WORK TASK:
Give back every entry, exactly as written.

[Records from a data collection]
%%
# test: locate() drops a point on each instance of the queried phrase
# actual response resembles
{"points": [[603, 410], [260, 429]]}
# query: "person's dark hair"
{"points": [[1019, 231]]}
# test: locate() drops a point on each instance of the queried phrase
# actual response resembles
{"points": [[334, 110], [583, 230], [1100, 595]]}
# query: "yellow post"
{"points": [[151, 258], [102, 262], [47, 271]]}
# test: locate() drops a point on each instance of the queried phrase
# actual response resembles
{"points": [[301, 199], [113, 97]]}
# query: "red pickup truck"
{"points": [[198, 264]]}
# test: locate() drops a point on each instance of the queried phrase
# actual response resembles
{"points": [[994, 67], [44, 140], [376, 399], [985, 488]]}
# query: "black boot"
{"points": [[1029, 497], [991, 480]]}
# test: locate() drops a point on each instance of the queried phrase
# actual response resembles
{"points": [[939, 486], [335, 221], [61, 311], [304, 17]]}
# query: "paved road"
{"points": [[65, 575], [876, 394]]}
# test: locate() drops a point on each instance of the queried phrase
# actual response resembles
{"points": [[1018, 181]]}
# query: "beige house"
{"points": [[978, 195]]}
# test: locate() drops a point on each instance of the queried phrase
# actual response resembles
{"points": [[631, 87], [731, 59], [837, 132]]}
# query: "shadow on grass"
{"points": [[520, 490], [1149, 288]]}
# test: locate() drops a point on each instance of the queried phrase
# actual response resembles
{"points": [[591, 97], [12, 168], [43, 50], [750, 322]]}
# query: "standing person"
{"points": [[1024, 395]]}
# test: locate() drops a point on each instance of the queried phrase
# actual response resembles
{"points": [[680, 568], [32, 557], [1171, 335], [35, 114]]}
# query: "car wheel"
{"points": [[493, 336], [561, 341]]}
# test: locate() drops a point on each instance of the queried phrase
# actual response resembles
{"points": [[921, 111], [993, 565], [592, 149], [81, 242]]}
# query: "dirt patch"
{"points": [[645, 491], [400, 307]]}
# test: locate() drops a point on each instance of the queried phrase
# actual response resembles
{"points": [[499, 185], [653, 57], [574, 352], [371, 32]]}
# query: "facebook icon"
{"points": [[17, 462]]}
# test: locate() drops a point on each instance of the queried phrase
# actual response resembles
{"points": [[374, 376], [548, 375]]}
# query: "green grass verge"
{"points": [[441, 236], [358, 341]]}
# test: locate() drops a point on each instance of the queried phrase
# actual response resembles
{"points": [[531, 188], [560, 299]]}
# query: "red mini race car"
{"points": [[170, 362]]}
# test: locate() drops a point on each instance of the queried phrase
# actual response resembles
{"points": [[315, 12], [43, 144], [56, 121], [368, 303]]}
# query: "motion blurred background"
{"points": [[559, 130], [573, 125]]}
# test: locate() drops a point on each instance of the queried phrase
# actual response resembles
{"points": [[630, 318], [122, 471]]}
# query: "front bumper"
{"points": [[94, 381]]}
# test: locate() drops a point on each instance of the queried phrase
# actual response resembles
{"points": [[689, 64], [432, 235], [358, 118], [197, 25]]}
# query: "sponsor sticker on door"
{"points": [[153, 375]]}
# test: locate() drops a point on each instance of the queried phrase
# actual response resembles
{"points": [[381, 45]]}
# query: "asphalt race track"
%%
SOLUTION FOR THIS PROBLEM:
# test: locate() drops a point on each instance of the queried phrase
# actual response resembles
{"points": [[603, 410], [260, 429]]}
# query: "person's dark hair"
{"points": [[1019, 231]]}
# test: locate() drops a point on each instance of the queried phrase
# actual response resembles
{"points": [[334, 110], [583, 230], [1100, 595]]}
# query: "yellow post"
{"points": [[151, 258], [102, 262], [47, 271]]}
# test: locate() drops a point on each instance of the queried phrase
# actual response resembles
{"points": [[301, 199], [113, 97]]}
# query: "red pickup truck"
{"points": [[198, 264]]}
# test: locate() drops a point on each instance of the queried phrase
# actual response resembles
{"points": [[994, 67], [44, 140], [376, 399], [985, 488]]}
# query: "black boot"
{"points": [[1029, 497], [991, 480]]}
# test: locate() drops a point on each instance of the queried phrase
# actual response resembles
{"points": [[939, 486], [335, 221], [61, 311], [304, 17]]}
# query: "paved road"
{"points": [[65, 575], [876, 394]]}
# test: locate() drops a point on each instance of the queried phrase
# actual response resembles
{"points": [[1018, 181]]}
# query: "beige house"
{"points": [[978, 195]]}
# test: locate() drops a point on each instance of the queried phrase
# actual response resembles
{"points": [[631, 87], [731, 59], [837, 132]]}
# query: "shadow on grass"
{"points": [[520, 490], [1149, 288]]}
# test: locate() drops a point on each instance of the queried phrase
# actual response resembles
{"points": [[591, 97], [12, 168], [43, 50], [750, 322]]}
# query: "standing person"
{"points": [[1024, 395]]}
# test: locate() drops a point on each instance of the queried phrase
# actual response resembles
{"points": [[680, 568], [32, 557], [1171, 335], [35, 114]]}
# query: "car wheel"
{"points": [[493, 336], [561, 341]]}
# test: locate() drops a point on each instance of the queried phrase
# actual response resembles
{"points": [[921, 111], [993, 565], [592, 149], [81, 242]]}
# query: "dirt patch"
{"points": [[645, 491], [400, 307]]}
# test: locate() drops a point on each instance of the queried phrase
# actual response resembles
{"points": [[499, 185], [653, 57], [574, 352], [371, 32]]}
# query: "facebook icon"
{"points": [[17, 462]]}
# test: locate() drops a point on each instance of the queried phrase
# actual response resembles
{"points": [[374, 376], [548, 375]]}
# query: "green grass verge"
{"points": [[441, 236], [358, 341]]}
# test: locate() drops a point on each instance of the queried phrase
# actual response resembles
{"points": [[531, 188], [560, 299]]}
# query: "red mini race car"
{"points": [[170, 362]]}
# test: locate() drops a point on each instance of the queried phrase
# actual response resembles
{"points": [[315, 12], [43, 144], [56, 121], [368, 303]]}
# query: "motion blurred background"
{"points": [[559, 130], [573, 125]]}
# test: locate() drops a point on each instance of the queried phrase
# actual response resembles
{"points": [[630, 318], [122, 471]]}
# query: "front bumper"
{"points": [[94, 381]]}
# test: locate() drops a point on each instance of the queried phrase
# actual response resembles
{"points": [[689, 64], [432, 235], [358, 118], [197, 25]]}
# query: "sponsor sticker on door"
{"points": [[153, 375]]}
# test: locate() drops a point on each instance of the queried phrase
# actual response resembles
{"points": [[381, 45]]}
# query: "asphalt race track"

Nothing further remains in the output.